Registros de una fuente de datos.
%%
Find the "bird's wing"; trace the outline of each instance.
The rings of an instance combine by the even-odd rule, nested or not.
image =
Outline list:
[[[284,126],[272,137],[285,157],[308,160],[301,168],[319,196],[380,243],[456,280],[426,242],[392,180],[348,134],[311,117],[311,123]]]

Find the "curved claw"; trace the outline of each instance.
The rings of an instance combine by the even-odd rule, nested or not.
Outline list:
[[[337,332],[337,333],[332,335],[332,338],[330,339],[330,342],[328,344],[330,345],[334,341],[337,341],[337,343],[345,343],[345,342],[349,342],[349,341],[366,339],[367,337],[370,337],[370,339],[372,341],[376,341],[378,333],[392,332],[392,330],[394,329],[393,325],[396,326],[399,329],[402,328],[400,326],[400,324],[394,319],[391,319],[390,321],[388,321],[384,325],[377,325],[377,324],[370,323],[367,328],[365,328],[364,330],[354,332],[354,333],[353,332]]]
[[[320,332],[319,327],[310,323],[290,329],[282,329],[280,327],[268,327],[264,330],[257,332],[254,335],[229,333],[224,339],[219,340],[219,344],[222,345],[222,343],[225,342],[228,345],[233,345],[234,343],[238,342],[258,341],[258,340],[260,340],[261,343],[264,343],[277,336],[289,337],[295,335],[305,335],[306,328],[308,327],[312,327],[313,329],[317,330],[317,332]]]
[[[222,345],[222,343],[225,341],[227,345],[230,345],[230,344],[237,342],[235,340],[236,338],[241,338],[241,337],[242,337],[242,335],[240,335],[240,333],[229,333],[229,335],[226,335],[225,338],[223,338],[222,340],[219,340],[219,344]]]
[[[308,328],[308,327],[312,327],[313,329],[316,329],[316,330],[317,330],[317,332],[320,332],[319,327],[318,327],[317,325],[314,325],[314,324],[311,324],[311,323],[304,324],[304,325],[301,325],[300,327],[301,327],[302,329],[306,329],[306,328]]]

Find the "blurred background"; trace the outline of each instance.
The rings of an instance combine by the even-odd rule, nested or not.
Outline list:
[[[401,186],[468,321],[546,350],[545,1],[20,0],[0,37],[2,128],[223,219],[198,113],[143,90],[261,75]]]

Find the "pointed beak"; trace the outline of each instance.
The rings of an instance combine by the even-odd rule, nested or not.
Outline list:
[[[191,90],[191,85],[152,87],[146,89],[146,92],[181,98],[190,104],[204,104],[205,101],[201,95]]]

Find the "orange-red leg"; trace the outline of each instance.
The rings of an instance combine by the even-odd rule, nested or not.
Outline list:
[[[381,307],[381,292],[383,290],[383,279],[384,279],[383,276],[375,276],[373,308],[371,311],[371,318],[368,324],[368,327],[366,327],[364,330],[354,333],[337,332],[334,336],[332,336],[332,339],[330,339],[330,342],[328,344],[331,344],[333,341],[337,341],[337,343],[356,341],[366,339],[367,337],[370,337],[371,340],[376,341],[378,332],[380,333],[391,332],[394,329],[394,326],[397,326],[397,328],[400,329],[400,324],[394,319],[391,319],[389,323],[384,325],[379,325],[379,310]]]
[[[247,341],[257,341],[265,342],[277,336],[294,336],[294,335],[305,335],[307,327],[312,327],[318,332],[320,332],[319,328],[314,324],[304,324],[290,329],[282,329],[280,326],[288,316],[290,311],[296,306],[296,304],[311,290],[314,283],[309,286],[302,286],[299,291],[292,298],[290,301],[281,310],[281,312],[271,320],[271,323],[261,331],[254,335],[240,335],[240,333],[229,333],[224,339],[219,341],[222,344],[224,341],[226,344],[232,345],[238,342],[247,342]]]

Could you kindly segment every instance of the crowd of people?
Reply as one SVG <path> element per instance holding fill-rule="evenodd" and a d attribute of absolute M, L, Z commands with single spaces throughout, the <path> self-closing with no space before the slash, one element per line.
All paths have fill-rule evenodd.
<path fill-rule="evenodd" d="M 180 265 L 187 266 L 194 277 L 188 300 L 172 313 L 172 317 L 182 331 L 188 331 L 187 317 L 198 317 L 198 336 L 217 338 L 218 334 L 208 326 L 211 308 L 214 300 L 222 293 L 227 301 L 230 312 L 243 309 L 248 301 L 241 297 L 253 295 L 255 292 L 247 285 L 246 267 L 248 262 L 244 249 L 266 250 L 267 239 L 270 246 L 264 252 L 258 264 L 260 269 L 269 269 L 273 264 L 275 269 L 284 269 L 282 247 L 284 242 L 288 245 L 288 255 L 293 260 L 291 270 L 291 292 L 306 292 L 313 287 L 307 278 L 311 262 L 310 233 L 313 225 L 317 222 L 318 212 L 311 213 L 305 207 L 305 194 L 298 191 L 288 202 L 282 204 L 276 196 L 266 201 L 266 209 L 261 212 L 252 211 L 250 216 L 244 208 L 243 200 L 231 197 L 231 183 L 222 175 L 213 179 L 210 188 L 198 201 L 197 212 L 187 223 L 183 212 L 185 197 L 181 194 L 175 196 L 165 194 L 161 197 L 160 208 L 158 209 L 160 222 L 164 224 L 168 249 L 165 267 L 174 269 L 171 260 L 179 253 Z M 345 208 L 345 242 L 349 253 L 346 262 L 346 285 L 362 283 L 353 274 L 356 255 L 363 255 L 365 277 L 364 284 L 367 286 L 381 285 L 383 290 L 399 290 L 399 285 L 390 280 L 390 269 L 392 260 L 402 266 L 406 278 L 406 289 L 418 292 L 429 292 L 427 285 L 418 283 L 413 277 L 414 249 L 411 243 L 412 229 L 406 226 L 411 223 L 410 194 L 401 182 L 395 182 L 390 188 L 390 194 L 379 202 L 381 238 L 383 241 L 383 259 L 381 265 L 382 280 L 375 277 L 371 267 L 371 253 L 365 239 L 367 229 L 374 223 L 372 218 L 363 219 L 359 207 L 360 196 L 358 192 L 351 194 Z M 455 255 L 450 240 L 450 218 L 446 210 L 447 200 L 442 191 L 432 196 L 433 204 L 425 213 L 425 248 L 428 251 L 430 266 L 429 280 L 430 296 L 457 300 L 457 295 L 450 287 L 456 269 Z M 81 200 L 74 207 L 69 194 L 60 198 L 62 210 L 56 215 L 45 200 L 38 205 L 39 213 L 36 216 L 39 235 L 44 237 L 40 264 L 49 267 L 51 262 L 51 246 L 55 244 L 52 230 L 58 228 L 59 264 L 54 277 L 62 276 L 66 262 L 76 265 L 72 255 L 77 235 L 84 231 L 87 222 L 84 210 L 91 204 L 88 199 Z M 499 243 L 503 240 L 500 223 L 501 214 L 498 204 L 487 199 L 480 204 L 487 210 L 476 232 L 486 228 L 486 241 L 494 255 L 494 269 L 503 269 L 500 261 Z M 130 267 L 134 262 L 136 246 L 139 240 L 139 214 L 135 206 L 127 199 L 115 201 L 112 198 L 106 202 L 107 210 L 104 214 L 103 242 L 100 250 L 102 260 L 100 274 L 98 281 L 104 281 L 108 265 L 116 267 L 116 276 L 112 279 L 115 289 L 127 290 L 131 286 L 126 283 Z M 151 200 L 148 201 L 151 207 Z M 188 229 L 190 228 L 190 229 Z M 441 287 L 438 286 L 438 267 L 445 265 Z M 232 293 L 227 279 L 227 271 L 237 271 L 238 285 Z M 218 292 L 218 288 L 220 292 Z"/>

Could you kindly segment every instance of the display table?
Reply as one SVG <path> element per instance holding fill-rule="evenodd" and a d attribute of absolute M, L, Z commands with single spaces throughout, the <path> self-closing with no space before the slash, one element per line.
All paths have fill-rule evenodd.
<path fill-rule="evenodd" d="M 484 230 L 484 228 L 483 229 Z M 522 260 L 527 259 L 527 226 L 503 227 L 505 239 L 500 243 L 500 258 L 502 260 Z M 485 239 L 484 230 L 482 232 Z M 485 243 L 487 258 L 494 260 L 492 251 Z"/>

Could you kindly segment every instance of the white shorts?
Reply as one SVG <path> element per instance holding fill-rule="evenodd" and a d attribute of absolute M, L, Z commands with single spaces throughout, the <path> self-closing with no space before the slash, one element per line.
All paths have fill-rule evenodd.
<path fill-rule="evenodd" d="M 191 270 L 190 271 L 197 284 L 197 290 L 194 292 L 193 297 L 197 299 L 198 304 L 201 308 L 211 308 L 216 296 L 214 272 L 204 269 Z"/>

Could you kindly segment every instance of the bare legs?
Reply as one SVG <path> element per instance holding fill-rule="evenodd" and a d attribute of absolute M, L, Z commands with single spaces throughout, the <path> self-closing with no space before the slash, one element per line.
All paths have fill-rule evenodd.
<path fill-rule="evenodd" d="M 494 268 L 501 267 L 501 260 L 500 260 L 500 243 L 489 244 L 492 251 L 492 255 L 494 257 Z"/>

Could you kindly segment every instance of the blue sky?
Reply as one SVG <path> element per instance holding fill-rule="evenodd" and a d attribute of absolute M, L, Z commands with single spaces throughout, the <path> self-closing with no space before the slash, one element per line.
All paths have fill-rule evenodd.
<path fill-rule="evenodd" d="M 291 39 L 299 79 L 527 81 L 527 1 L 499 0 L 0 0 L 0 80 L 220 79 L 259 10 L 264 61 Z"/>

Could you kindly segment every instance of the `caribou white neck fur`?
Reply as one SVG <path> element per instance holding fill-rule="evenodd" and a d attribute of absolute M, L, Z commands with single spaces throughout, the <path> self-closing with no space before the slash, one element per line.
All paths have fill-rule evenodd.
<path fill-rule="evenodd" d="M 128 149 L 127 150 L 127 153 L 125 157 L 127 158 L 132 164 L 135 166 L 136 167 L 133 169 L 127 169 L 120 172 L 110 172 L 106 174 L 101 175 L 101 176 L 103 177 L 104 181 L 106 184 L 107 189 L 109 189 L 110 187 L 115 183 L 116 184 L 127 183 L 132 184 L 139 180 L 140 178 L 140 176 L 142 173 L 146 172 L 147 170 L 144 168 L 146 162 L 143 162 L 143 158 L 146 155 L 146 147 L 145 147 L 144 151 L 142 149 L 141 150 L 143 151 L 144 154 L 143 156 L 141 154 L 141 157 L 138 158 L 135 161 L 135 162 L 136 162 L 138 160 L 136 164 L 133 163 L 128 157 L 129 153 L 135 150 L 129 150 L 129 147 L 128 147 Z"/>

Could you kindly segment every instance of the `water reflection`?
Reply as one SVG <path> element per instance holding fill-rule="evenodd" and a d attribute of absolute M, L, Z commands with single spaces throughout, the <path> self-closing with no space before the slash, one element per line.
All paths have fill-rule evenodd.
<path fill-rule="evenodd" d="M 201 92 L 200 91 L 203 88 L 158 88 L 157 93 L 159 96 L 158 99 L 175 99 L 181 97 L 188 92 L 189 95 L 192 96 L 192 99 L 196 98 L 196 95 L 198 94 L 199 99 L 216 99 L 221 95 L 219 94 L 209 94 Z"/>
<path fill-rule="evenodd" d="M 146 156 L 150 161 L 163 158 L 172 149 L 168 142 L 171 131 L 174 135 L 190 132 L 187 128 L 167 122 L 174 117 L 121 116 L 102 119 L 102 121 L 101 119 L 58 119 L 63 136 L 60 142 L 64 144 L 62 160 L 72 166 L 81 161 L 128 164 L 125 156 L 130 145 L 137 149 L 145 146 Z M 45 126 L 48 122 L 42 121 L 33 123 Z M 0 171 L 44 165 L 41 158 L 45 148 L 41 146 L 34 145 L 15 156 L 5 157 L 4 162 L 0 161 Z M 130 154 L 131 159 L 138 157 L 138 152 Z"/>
%%
Problema planteado. Identifica cada línea de arriba en la que aparece la palabra "white" y cópiala.

Respuesta escrita.
Could you kindly segment every instance of the white shorts?
Could you kindly segment every instance of the `caribou white neck fur`?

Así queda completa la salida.